TASK DIRECTIONS: Repeat, exactly and completely, the entries shown underneath.
<<<<
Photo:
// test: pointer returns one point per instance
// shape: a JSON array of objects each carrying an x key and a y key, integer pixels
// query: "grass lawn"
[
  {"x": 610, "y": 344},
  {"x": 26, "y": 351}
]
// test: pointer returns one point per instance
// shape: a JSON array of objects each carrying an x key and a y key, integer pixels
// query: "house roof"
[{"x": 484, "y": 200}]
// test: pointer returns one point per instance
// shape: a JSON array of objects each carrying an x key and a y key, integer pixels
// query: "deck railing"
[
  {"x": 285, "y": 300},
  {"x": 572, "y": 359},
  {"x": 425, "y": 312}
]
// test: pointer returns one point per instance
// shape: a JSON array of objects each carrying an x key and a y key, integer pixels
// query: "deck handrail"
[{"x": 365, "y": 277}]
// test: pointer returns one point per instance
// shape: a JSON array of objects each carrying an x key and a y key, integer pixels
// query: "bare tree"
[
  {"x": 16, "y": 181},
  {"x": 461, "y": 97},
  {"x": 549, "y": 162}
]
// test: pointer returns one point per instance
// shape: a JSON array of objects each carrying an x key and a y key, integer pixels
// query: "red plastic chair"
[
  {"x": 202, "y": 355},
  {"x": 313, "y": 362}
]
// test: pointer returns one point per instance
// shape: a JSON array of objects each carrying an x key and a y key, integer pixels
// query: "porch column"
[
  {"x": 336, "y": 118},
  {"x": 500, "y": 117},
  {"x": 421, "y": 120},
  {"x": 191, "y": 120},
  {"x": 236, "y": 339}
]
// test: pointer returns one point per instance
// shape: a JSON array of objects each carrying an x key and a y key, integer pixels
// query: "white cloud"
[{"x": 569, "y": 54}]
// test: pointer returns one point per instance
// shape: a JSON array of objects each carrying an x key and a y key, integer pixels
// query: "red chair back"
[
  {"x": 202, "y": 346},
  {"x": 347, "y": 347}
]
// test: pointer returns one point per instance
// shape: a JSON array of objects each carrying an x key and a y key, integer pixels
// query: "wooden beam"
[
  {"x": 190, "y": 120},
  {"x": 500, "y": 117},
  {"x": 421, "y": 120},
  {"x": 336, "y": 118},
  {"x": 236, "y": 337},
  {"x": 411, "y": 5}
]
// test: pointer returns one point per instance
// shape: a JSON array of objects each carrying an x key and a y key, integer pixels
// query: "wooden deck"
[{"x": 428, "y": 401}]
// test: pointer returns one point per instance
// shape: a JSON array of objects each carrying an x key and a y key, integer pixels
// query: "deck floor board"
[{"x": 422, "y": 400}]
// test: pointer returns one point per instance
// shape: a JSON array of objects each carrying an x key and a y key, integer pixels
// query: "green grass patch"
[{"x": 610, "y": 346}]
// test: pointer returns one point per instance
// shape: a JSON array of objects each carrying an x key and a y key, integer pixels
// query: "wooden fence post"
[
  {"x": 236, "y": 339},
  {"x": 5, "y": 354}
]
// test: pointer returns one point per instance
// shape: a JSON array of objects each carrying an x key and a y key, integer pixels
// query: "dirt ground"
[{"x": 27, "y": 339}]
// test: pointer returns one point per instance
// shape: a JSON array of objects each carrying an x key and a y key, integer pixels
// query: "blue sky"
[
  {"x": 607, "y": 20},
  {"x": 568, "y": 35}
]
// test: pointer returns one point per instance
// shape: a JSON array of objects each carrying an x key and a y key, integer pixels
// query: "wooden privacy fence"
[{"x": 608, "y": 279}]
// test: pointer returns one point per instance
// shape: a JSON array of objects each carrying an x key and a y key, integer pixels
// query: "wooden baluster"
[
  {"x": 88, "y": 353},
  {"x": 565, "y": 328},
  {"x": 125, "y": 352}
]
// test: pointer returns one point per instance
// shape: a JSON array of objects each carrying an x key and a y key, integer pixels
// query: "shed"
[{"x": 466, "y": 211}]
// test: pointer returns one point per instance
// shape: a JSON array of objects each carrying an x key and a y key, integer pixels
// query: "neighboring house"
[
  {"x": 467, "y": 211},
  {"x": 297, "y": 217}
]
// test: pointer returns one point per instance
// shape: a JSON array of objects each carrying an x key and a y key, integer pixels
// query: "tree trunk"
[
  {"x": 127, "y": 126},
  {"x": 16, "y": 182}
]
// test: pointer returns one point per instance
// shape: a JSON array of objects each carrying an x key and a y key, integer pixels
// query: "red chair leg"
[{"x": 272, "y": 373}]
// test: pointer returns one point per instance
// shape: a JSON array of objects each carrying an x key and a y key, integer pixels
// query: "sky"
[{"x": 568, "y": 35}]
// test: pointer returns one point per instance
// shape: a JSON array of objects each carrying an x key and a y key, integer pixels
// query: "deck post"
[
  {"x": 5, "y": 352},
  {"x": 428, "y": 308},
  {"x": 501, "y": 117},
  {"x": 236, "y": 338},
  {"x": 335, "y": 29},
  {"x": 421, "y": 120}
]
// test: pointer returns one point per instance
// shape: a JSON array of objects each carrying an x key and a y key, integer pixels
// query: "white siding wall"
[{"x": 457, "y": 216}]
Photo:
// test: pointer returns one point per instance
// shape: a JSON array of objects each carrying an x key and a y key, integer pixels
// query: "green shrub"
>>>>
OUTPUT OF THE TASK:
Photo:
// test: pointer returns one point per instance
// shape: a JSON array of objects each carrying an x key and a y key, integer pixels
// query: "grass lawn"
[
  {"x": 610, "y": 344},
  {"x": 26, "y": 351}
]
// test: pointer returns one point per instance
// shape: a JSON array of objects each carrying an x key and a y key, integer pixels
// query: "house roof"
[{"x": 484, "y": 200}]
// test: pointer returns one point per instance
// shape: a JSON array of objects each carrying an x key and a y key, integer pixels
// query: "deck railing"
[
  {"x": 285, "y": 300},
  {"x": 572, "y": 359},
  {"x": 425, "y": 312}
]
// test: pointer returns one point per instance
// shape: a JSON array of objects each carrying an x key and a y key, integer pixels
// query: "deck handrail"
[{"x": 365, "y": 277}]
// test: pointer returns one point per instance
// shape: a JSON array of objects each carrying an x key and a y key, integer pixels
// query: "bare tree"
[
  {"x": 16, "y": 181},
  {"x": 461, "y": 97},
  {"x": 549, "y": 162}
]
// test: pointer returns one point per instance
// shape: a JSON array of objects each carrying an x key and a y key, integer pixels
// query: "red plastic chair"
[
  {"x": 202, "y": 355},
  {"x": 313, "y": 362}
]
// test: pointer returns one point per instance
// shape: a JSON array of objects each carrying an x key and a y key, integer pixels
// query: "porch column"
[
  {"x": 336, "y": 118},
  {"x": 500, "y": 117},
  {"x": 421, "y": 120},
  {"x": 191, "y": 120},
  {"x": 236, "y": 339}
]
// test: pointer returns one point per instance
// shape: a JSON array of objects each carrying an x key and a y key, integer pixels
// query: "white cloud"
[{"x": 569, "y": 54}]
// test: pointer returns one point per instance
// shape: a JSON array of objects each carrying an x key and a y key, integer pixels
// query: "red chair back"
[
  {"x": 202, "y": 346},
  {"x": 347, "y": 347}
]
// test: pointer returns one point per instance
// shape: a JSON array of objects each carrying an x key and a y key, integer pixels
// query: "wooden beam"
[
  {"x": 190, "y": 120},
  {"x": 500, "y": 117},
  {"x": 421, "y": 120},
  {"x": 336, "y": 118},
  {"x": 236, "y": 337},
  {"x": 411, "y": 5}
]
// test: pointer returns one point per instance
// shape: a JSON array of objects each carrying an x key and a y key, integer pixels
// query: "wooden deck"
[{"x": 428, "y": 401}]
// test: pointer returns one point per instance
// shape: a JSON array of objects each carrying an x key and a y key, integer pixels
// query: "deck floor board"
[{"x": 422, "y": 400}]
// test: pointer returns one point per instance
// shape: a JSON array of objects each carrying an x key and a y key, integer pixels
// query: "green grass patch"
[{"x": 610, "y": 346}]
// test: pointer returns one point per instance
// shape: a JSON array of objects each carrying an x key and a y key, integer pixels
// query: "wooden fence post"
[
  {"x": 236, "y": 339},
  {"x": 5, "y": 354}
]
// test: pointer returns one point per instance
// shape: a JSON array of objects each carrying an x key and a y key, integer pixels
// query: "dirt ground"
[{"x": 27, "y": 339}]
// test: pointer returns one point per instance
// shape: a JSON array of objects each carrying an x key and a y key, integer pixels
// query: "blue sky"
[
  {"x": 607, "y": 20},
  {"x": 568, "y": 35}
]
// test: pointer returns one point per instance
// shape: a JSON array of objects each carrying an x key and a y key, integer pixels
// query: "wooden privacy fence"
[{"x": 608, "y": 279}]
// test: pointer returns one point per instance
// shape: a JSON array of objects each carrying an x key and a y key, integer pixels
// query: "wooden baluster"
[
  {"x": 88, "y": 353},
  {"x": 565, "y": 328},
  {"x": 125, "y": 352}
]
// test: pointer returns one point per instance
// shape: a JSON array of objects each carrying an x key and a y key, integer pixels
// query: "shed"
[{"x": 466, "y": 211}]
// test: pointer returns one point per instance
// shape: a JSON array of objects each carrying an x key and a y key, integer pixels
// query: "neighboring house"
[
  {"x": 467, "y": 211},
  {"x": 297, "y": 217}
]
// test: pointer returns one point per instance
// shape: a JSON array of objects each carrying an x key and a y key, integer pixels
// query: "tree trunk"
[
  {"x": 127, "y": 126},
  {"x": 16, "y": 182}
]
// test: pointer returns one point per instance
// shape: a JSON array of objects each carrying an x key and a y key, integer pixels
// query: "red chair leg"
[{"x": 272, "y": 373}]
// test: pointer returns one point per instance
// shape: a JSON array of objects each carrying an x key and a y key, integer pixels
// query: "sky"
[{"x": 568, "y": 35}]
// test: pointer returns one point per instance
// shape: a JSON array of objects each carrying an x key and a y key, integer pixels
// query: "deck post"
[
  {"x": 5, "y": 352},
  {"x": 428, "y": 308},
  {"x": 501, "y": 117},
  {"x": 236, "y": 338},
  {"x": 335, "y": 29},
  {"x": 421, "y": 120}
]
// test: pointer returns one point per instance
// shape: a JSON array of objects each carrying an x key and a y key, integer pixels
// query: "white siding wall"
[{"x": 457, "y": 216}]
Photo:
// test: pointer returns one point per instance
// shape: a JSON array of objects each carrying an x key and a y key, integer pixels
// query: "green shrub"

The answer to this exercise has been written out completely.